#### Required work
Write out, word for word, the passage of the abstract on proteomic characterization of CKD progression that opens with the words containing "Abstract: SA-OR53" and closes with "Category: CKD (Non-Dialysis)".

#### Excerpted text

┄┄┄┄┄┄┄┄┄┄┄┄┄┄┄┄┄┄┄┄

Abstract: SA-OR53
Proteomic Characterisation of CKD Progression
Session Information
- CKD: Cutting Edge of Mechanisms
November 06, 2021 | Location: Simulive, Virtual Only
Abstract Time: 04:30 PM - 06:00 PM
Category: CKD (Non-Dialysis)
- 2103 CKD (Non-Dialysis): Mechanisms
Authors
- Ramirez Medina, Carlos Raul, The University of Manchester Faculty of Biology Medicine and Health, Manchester, Manchester, United Kingdom
- Geifman, Nophar, The University of Manchester Faculty of Biology Medicine and Health, Manchester, Manchester, United Kingdom
- Kalra, Philip A., The University of Manchester Faculty of Biology Medicine and Health, Manchester, Manchester, United Kingdom
- Whetton, Anthony, The University of Manchester Faculty of Biology Medicine and Health, Manchester, Manchester, United Kingdom
- Ali, Ibrahim, National Health Service England, Salford, Salford, United Kingdom
Background
Delaying or halting progression of chronic kidney disease (CKD) to established renal failure is a major goal of global health research. The mechanism of CKD progression among different CKD entities involves pro-fibrotic, pro-inflammatory and vascular pathways but current treatments are non-specific, with heterogeneity in terms of response and outcome. In depth phenotypic and proteomic data can help investigate differences between those CKD patients with rapid disease progression and those who remain stable after diagnosis.

┄┄┄┄┄┄┄┄┄┄┄┄┄┄┄┄┄┄┄┄

#### Collected material
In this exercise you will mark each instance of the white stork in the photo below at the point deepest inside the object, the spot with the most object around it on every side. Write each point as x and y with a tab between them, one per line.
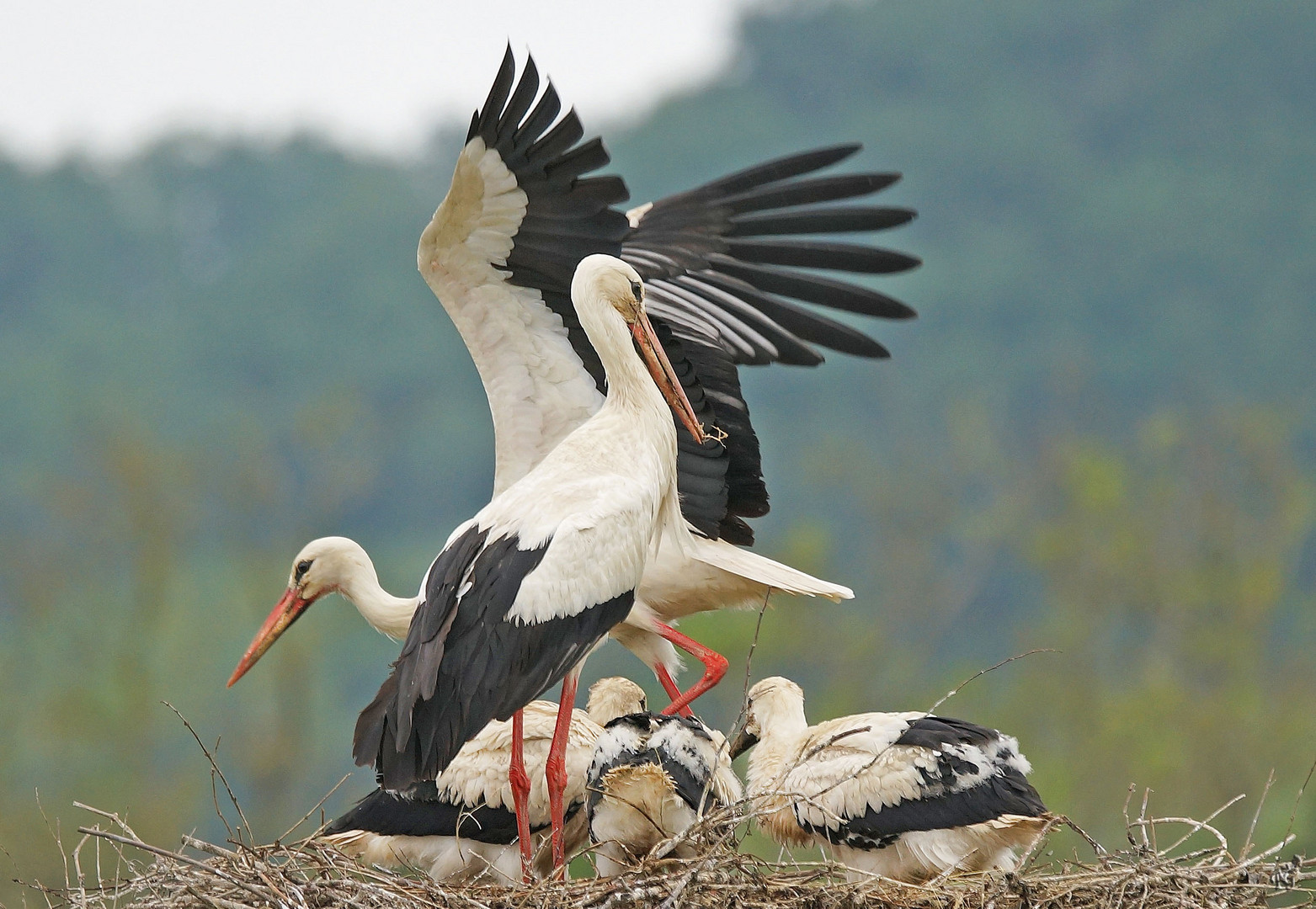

┄┄┄┄┄┄┄┄┄┄┄┄┄┄┄┄┄┄┄┄

#### Solution
Abstract: SA-OR53
Proteomic Characterisation of CKD Progression
Session Information
- CKD: Cutting Edge of Mechanisms
November 06, 2021 | Location: Simulive, Virtual Only
Abstract Time: 04:30 PM - 06:00 PM
Category: CKD (Non-Dialysis)